# Challenge
Repeat these lines word for word, beginning at the line that contains "query (the phrase naming what to segment): sky" and continuing through the last line, both ends included.

::: Dataset entries

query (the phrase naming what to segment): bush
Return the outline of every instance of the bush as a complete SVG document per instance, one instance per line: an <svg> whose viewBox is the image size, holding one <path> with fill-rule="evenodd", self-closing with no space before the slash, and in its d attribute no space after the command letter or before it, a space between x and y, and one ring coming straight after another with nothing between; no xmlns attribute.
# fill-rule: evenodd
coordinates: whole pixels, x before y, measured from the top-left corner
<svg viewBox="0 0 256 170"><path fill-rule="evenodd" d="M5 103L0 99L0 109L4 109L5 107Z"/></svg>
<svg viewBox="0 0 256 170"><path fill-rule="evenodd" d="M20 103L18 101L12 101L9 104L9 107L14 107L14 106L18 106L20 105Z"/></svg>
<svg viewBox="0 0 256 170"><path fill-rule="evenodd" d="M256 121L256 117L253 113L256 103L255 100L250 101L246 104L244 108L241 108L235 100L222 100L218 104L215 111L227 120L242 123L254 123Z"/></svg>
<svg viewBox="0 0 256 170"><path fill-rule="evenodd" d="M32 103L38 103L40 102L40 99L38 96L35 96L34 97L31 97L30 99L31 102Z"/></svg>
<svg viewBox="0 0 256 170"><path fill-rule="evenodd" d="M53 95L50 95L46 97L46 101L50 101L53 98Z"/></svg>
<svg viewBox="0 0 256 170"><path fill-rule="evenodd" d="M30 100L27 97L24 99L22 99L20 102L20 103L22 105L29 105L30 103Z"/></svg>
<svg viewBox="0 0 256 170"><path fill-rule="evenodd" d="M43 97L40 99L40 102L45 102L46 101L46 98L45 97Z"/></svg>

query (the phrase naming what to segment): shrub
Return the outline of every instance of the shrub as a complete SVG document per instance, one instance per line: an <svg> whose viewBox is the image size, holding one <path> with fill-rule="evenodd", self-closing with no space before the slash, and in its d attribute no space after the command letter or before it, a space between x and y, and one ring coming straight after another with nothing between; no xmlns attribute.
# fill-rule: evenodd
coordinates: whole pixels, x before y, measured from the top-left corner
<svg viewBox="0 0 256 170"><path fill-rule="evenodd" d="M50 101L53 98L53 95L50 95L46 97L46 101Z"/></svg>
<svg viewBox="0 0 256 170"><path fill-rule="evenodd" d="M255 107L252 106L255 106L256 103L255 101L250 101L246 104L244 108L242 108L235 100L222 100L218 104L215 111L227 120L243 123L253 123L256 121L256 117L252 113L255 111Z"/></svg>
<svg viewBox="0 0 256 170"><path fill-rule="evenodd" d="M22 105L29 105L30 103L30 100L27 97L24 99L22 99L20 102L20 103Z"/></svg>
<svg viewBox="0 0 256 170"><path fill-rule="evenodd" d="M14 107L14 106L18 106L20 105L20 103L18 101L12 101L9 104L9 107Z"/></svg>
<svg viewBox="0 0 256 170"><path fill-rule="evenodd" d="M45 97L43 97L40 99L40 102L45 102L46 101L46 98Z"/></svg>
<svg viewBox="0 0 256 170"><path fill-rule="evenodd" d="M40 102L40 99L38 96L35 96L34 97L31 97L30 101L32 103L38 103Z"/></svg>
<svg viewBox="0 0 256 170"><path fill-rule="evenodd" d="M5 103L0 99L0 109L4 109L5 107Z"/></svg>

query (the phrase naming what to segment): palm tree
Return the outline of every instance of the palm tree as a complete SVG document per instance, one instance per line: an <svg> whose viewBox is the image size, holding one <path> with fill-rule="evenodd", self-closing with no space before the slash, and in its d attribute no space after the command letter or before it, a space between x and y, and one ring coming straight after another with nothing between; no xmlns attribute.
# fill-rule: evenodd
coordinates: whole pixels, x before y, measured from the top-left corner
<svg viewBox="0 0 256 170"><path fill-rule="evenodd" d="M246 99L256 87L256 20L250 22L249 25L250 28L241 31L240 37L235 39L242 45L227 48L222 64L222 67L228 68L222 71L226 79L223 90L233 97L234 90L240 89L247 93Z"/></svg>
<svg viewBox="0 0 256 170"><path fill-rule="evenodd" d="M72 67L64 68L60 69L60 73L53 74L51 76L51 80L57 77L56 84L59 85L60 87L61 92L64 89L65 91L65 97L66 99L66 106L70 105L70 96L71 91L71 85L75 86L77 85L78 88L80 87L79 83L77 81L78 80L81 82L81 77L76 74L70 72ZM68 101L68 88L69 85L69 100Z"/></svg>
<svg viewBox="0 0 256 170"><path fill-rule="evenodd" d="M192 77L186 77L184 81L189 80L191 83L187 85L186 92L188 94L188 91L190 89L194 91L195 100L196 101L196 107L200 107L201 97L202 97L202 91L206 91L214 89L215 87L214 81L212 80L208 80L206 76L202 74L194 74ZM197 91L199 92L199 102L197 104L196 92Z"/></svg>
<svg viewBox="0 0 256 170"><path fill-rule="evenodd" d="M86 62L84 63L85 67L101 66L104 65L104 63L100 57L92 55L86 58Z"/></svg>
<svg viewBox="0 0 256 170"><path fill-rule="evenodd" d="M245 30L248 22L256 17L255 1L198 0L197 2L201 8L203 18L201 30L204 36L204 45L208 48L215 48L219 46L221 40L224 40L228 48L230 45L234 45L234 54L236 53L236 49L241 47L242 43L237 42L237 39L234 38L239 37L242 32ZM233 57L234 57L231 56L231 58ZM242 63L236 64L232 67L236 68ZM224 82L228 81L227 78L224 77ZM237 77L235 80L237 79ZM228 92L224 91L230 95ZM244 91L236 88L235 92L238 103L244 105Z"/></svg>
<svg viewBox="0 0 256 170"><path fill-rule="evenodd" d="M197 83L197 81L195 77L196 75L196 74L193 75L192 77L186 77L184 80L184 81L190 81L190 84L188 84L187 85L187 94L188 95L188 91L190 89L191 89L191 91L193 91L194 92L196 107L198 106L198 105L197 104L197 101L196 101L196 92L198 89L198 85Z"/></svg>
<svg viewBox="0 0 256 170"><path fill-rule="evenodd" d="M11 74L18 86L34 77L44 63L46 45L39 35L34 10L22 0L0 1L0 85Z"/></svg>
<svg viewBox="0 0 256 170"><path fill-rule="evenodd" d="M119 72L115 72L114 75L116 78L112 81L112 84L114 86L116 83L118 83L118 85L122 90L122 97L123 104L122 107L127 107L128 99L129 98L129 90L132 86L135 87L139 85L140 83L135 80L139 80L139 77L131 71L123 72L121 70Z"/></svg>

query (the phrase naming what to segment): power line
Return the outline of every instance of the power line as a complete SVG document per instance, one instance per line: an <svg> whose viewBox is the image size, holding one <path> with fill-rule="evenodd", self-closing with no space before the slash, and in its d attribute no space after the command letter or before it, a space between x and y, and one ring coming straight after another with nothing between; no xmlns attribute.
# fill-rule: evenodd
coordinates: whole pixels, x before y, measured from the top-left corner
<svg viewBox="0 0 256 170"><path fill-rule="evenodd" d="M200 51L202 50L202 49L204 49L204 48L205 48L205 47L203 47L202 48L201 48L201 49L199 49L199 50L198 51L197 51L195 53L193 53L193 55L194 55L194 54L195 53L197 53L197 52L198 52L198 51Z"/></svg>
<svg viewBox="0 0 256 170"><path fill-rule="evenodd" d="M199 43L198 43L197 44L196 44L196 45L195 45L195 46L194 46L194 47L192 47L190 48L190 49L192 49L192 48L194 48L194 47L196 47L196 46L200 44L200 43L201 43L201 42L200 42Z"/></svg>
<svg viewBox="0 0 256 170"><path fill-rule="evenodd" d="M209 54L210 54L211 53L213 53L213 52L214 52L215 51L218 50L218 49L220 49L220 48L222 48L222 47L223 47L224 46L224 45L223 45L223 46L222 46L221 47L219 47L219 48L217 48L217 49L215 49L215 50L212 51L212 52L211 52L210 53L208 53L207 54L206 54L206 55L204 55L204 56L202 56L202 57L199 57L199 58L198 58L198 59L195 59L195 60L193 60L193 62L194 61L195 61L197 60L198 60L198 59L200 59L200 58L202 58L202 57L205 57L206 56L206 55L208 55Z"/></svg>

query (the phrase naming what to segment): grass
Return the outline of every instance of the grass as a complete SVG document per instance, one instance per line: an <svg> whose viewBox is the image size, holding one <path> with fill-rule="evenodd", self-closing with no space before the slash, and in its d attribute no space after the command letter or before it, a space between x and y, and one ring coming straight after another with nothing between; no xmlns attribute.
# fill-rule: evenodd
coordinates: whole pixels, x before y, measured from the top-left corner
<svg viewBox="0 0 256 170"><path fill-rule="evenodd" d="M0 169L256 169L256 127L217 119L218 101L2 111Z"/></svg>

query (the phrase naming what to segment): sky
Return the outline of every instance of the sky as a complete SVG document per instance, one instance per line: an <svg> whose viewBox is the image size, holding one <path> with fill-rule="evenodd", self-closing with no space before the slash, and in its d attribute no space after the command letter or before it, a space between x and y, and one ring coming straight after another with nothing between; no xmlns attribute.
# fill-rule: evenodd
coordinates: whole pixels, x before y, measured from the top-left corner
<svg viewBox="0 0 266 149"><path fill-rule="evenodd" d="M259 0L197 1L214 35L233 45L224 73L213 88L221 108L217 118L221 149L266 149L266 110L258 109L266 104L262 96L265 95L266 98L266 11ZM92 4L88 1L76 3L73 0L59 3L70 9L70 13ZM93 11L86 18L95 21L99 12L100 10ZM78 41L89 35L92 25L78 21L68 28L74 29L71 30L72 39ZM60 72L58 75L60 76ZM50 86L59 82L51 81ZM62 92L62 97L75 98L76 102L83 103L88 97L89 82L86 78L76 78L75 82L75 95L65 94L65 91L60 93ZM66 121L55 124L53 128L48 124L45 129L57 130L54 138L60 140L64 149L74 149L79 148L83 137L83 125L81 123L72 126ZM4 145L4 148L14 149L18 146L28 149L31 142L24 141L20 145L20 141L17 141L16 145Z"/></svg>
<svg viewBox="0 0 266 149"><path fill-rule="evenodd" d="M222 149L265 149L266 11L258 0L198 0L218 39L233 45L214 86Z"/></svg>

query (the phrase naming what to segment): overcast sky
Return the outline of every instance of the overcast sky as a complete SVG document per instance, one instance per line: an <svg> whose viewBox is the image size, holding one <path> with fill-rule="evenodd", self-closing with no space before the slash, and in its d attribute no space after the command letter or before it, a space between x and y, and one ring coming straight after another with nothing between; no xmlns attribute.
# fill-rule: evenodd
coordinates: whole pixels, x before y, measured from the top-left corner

::::::

# Task output
query (the phrase naming what to segment): sky
Return the outline of every instance of the sky as a complete SVG document per instance, one instance per line: an <svg> whose viewBox is the image size, holding one <path> with fill-rule="evenodd", self-closing with no space before the slash, and in its d attribute no space after the command letter or before it, a space between x and y, and one ring coming straight after another with nothing between; no xmlns attribute.
# fill-rule: evenodd
coordinates: whole pixels, x before y, measured from the top-left corner
<svg viewBox="0 0 266 149"><path fill-rule="evenodd" d="M259 0L197 1L214 35L233 45L224 73L213 88L221 108L217 118L221 149L266 149L266 110L258 109L266 104L262 96L265 95L266 98L266 11ZM92 4L88 1L76 3L73 0L59 3L70 9L70 13ZM93 11L86 18L95 21L99 12L100 10ZM78 41L89 35L92 25L78 21L68 28L74 29L71 30L72 39ZM60 72L58 75L60 76ZM50 86L59 82L51 81ZM62 92L62 97L75 98L76 102L83 103L88 97L89 82L86 78L76 78L75 82L75 95L65 94L65 91L60 93ZM66 121L55 124L53 128L48 124L45 129L57 130L54 138L60 140L64 149L74 149L79 148L83 137L83 125L81 123L72 126ZM4 145L4 148L14 149L18 146L28 149L31 142L24 141L20 145L20 141L17 141L16 145Z"/></svg>
<svg viewBox="0 0 266 149"><path fill-rule="evenodd" d="M222 149L265 149L266 11L258 0L198 0L218 39L233 45L214 86Z"/></svg>

query (the phrase naming what to segment): overcast sky
Return the outline of every instance of the overcast sky as a complete SVG document per instance, one instance per line: an <svg> whose viewBox is the image size, holding one <path> with fill-rule="evenodd", self-closing with no space before the slash, and in its d attribute no space after the command letter or before it, a space between x and y, and one ring coming straight after another with nothing between; no xmlns attribute.
# fill-rule: evenodd
coordinates: whole pixels, x before y, measured from the top-left corner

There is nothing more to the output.